[Saved entries]
↓↓↓

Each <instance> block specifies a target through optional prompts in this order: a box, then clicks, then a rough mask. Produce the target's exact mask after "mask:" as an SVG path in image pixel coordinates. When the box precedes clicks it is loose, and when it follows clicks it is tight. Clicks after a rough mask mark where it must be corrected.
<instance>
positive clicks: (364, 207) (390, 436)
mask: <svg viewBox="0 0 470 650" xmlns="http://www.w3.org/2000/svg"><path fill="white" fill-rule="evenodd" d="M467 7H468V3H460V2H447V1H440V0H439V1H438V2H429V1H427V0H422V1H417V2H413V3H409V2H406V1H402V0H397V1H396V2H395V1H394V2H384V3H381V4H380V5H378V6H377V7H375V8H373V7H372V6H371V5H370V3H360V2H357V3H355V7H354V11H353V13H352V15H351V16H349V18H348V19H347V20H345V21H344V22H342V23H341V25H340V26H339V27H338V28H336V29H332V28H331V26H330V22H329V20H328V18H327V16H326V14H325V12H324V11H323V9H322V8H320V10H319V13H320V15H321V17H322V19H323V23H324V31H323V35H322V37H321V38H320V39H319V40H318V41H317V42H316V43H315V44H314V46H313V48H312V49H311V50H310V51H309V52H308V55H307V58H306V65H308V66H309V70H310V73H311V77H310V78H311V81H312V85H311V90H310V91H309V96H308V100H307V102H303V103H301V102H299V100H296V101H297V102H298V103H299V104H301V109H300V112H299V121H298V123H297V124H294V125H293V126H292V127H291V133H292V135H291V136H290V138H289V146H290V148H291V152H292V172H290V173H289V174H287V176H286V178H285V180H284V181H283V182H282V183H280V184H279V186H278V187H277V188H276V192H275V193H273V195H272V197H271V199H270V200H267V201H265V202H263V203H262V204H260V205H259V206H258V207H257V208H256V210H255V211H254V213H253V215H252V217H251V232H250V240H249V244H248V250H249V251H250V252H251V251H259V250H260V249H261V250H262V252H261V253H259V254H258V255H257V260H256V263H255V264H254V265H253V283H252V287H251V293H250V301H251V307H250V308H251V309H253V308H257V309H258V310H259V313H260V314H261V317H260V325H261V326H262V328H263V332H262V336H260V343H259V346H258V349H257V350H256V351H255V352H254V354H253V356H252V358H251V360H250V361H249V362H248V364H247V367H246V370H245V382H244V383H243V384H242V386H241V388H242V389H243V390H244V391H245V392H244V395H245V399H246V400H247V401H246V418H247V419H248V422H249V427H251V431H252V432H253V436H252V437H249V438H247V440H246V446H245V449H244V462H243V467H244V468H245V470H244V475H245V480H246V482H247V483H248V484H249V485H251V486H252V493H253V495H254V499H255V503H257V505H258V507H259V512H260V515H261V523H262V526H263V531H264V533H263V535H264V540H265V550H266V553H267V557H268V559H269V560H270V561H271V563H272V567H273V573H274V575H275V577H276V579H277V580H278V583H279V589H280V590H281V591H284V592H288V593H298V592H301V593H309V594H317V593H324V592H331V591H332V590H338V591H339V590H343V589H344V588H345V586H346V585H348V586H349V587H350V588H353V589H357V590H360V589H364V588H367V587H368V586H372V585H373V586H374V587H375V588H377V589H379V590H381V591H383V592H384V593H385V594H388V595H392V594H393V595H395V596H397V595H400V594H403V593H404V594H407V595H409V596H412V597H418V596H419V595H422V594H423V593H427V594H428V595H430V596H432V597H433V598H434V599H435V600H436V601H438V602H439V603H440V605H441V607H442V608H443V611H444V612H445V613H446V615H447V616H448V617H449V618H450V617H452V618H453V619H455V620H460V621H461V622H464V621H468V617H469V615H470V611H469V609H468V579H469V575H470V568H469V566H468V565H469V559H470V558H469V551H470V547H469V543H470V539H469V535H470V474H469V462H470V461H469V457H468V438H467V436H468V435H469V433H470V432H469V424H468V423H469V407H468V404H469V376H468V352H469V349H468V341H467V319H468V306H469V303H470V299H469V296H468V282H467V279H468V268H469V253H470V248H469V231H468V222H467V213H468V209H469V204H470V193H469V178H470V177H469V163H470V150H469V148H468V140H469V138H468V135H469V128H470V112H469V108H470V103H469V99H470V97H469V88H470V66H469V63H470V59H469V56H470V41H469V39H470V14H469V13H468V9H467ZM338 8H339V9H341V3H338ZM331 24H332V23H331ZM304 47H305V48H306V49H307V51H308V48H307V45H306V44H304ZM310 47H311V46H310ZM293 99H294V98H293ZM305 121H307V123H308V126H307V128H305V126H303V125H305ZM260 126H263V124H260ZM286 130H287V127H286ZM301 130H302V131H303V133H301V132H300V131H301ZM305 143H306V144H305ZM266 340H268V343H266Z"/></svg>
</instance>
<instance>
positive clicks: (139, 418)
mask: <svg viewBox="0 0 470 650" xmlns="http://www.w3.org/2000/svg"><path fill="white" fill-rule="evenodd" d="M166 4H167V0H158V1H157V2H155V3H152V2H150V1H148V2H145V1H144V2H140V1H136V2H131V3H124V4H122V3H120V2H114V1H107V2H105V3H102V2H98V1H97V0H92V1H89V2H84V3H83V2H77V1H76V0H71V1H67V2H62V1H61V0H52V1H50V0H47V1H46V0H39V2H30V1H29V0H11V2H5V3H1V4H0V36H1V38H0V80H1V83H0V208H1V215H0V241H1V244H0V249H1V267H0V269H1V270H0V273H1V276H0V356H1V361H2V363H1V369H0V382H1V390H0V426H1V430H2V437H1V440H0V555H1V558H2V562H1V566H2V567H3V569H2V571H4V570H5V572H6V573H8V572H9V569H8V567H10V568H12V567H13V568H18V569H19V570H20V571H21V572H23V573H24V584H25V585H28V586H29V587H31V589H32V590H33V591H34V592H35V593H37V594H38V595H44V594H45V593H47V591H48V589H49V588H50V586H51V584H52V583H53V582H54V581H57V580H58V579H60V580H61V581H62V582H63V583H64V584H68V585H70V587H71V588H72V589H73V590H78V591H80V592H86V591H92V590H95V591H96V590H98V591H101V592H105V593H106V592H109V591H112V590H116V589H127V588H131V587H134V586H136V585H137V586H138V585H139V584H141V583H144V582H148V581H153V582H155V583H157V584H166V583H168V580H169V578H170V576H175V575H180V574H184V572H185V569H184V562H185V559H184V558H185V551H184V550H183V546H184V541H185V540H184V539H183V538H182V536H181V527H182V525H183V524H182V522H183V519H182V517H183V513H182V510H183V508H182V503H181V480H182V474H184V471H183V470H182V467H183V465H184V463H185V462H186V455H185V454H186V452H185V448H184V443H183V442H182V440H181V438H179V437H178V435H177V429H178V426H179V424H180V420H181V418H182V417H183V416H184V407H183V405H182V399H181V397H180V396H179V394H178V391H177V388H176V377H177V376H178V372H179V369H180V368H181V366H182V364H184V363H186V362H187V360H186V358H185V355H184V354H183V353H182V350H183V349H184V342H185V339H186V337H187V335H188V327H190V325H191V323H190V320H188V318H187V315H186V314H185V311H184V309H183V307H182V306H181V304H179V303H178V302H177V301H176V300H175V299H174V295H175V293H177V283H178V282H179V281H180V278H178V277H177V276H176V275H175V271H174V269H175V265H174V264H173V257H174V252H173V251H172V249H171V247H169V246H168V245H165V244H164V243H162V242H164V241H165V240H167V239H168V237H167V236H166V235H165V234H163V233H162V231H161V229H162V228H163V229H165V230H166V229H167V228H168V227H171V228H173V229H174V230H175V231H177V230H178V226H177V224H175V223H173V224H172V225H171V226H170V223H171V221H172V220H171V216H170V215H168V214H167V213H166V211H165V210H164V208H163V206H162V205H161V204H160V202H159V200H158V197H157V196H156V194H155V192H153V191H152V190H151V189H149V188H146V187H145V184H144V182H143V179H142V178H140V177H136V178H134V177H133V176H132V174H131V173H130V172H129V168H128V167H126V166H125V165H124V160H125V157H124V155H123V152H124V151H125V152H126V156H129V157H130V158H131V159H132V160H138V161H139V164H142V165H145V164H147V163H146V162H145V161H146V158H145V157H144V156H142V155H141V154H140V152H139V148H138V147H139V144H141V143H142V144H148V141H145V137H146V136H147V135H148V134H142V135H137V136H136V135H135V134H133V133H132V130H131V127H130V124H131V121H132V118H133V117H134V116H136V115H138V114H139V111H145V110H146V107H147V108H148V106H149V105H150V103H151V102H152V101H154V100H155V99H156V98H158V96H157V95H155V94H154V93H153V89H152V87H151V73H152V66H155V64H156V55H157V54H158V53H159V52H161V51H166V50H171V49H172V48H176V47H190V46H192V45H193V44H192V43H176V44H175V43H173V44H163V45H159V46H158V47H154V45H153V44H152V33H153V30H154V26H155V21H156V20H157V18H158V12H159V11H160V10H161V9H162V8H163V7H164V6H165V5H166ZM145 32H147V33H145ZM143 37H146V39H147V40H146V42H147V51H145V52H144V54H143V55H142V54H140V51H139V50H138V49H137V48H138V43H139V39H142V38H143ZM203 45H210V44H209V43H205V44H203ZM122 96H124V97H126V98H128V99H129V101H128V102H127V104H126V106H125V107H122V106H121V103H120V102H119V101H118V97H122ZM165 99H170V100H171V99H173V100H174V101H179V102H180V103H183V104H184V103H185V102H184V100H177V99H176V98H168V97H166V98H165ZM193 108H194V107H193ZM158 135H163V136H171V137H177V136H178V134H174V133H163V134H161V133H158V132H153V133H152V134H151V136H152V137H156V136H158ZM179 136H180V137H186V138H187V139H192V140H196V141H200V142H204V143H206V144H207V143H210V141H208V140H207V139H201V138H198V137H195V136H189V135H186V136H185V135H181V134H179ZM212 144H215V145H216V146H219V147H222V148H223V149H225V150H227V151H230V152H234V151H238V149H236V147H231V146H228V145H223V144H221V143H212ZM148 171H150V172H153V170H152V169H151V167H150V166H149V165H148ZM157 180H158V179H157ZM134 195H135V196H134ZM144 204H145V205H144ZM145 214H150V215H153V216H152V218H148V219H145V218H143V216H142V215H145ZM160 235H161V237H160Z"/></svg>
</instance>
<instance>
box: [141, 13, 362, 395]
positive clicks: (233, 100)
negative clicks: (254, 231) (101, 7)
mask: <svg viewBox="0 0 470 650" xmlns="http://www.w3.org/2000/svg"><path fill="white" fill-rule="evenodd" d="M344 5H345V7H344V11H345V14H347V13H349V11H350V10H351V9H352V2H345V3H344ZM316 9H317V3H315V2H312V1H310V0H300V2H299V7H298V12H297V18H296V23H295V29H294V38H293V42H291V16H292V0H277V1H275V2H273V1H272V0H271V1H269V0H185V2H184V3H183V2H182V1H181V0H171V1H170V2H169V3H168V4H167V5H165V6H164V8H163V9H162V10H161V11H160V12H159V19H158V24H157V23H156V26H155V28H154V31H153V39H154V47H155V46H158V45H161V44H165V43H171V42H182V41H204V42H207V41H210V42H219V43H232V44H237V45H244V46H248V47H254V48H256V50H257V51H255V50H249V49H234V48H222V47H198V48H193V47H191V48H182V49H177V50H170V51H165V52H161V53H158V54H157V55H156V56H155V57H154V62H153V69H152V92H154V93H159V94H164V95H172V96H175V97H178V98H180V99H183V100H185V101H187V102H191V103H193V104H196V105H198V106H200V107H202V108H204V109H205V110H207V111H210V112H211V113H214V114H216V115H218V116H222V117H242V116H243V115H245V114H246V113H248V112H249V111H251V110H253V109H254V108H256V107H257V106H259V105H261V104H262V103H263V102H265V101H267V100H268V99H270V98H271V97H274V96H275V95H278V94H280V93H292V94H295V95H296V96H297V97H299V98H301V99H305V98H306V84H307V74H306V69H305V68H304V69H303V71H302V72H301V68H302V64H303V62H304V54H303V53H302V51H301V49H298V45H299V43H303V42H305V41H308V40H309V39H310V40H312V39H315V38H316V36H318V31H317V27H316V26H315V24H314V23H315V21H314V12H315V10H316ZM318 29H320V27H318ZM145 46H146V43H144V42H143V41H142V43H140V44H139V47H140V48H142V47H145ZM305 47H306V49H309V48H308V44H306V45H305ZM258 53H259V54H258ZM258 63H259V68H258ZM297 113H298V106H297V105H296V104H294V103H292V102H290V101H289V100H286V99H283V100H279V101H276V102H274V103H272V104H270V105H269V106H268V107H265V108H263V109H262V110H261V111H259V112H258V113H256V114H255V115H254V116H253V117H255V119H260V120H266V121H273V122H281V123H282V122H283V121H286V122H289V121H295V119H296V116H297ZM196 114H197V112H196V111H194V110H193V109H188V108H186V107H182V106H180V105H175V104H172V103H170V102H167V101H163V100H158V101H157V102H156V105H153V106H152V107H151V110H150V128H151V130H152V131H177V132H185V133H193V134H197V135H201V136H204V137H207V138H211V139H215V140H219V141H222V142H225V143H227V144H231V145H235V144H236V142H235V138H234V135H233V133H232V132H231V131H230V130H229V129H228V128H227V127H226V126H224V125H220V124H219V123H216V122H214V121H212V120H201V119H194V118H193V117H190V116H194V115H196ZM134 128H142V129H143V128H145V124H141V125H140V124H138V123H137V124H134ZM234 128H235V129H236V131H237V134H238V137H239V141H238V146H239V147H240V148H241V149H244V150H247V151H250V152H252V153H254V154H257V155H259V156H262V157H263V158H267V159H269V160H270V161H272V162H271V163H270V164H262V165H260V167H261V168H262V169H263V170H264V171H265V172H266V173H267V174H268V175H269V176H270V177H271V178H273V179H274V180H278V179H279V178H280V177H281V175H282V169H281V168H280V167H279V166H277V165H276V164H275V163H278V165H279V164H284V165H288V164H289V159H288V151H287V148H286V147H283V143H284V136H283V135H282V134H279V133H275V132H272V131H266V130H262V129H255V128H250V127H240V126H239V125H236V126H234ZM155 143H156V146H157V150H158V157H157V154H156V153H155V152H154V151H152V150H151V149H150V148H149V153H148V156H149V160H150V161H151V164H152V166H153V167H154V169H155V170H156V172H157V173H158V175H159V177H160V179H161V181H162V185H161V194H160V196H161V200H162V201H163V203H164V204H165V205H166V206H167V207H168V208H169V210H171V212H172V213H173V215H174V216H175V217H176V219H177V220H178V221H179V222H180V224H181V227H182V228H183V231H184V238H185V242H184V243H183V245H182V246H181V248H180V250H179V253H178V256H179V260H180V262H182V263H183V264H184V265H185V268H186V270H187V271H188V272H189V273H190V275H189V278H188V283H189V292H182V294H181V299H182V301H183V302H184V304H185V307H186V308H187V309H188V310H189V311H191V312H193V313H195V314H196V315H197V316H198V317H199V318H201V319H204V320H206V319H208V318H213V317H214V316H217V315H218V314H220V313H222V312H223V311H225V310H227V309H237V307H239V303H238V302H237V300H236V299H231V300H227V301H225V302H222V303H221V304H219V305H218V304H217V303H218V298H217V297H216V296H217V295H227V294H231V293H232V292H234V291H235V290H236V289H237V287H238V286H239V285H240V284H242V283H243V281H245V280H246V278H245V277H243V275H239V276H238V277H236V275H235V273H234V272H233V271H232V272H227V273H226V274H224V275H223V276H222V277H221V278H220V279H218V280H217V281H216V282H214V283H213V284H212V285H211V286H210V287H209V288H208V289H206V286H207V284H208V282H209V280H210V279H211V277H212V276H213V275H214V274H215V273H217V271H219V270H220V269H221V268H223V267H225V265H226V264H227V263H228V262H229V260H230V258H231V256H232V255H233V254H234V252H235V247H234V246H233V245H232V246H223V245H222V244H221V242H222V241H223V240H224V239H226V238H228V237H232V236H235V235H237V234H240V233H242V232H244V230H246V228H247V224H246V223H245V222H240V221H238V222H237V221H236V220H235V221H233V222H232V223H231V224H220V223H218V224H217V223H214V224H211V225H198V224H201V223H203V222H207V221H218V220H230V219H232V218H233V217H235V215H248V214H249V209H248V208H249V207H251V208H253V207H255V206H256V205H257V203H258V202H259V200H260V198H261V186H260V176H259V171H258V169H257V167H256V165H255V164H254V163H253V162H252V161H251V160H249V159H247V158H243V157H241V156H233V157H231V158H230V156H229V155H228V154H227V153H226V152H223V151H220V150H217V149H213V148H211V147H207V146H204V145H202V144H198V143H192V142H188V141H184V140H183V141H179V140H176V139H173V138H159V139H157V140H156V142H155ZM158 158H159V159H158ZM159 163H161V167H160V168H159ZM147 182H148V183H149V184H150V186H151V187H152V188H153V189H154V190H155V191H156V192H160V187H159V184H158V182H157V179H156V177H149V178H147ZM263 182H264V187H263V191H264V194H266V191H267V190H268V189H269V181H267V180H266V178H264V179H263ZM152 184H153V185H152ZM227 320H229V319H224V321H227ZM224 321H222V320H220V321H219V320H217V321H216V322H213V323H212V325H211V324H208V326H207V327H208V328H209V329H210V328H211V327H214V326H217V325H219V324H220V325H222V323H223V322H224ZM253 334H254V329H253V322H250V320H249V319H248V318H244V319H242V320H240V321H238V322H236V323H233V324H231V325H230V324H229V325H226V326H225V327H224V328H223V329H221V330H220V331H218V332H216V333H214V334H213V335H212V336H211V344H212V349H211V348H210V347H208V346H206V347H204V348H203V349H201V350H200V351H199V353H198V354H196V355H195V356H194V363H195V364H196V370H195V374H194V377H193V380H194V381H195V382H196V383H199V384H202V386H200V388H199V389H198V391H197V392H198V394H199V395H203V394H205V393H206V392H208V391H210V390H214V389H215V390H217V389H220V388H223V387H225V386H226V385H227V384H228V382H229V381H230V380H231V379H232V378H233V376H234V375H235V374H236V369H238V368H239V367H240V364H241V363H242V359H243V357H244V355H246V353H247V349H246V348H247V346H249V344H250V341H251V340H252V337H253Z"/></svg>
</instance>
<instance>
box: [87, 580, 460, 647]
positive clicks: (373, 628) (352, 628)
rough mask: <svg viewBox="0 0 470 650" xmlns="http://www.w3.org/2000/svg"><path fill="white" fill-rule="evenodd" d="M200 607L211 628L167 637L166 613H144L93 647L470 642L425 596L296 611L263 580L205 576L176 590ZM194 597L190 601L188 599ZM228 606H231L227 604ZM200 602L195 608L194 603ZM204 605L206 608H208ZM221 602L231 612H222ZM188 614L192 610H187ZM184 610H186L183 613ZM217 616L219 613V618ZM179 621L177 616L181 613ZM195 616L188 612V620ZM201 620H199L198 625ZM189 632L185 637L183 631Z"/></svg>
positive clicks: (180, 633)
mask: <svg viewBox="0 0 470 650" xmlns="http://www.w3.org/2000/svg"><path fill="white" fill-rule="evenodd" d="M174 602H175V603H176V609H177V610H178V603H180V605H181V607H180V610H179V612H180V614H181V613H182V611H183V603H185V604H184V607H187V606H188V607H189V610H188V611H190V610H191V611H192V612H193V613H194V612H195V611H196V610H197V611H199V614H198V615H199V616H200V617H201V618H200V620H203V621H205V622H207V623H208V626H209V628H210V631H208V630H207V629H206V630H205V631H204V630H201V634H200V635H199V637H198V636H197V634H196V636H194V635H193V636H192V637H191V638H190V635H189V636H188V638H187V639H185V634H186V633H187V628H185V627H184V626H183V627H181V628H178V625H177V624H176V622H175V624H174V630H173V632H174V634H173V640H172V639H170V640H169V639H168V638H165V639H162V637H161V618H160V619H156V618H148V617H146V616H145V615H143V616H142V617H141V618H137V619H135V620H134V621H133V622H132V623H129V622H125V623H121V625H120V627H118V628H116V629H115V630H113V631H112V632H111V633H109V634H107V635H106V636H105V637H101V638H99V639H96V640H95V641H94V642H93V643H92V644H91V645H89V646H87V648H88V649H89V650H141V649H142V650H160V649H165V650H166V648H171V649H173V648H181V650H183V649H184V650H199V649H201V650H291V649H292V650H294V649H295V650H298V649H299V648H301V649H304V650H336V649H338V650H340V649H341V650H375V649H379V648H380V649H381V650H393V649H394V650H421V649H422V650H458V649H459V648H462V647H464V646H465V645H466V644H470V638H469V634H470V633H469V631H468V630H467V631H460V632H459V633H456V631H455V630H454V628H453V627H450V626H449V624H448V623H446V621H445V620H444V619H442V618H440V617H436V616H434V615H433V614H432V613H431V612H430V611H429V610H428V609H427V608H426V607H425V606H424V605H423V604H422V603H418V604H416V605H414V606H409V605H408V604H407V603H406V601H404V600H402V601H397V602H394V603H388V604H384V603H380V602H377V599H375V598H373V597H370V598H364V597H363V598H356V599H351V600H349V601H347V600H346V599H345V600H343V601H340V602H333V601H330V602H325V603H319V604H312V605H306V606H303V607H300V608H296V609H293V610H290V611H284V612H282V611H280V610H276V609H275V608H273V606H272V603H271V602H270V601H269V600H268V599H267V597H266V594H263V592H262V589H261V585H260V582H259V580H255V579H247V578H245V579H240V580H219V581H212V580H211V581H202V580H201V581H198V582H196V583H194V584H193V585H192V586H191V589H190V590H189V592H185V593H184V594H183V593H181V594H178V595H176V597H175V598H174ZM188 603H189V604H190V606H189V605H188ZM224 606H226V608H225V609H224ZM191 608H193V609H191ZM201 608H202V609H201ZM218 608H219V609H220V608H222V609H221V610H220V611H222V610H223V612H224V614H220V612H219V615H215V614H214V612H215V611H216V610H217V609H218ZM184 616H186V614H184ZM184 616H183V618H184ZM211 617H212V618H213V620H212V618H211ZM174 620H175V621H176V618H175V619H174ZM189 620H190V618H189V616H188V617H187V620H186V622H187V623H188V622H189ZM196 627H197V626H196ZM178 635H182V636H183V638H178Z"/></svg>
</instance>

↑↑↑

Of the entries above, repeat exactly the lines between the line with "positive clicks: (373, 628) (352, 628)" and the line with "rough mask: <svg", inclusive, and no others.

| Answer box |
positive clicks: (373, 628) (352, 628)
rough mask: <svg viewBox="0 0 470 650" xmlns="http://www.w3.org/2000/svg"><path fill="white" fill-rule="evenodd" d="M200 607L211 628L167 637L166 613H144L93 647L470 642L425 596L296 611L263 580L205 576L176 590ZM194 597L190 601L188 599ZM228 606H231L227 604ZM200 602L195 608L194 603ZM204 605L206 608H208ZM221 602L231 612H222ZM188 614L192 610H187ZM184 610H186L183 613ZM217 616L219 613V618ZM179 621L177 616L181 613ZM195 616L188 612V620ZM201 620H199L198 625ZM189 632L185 637L183 631Z"/></svg>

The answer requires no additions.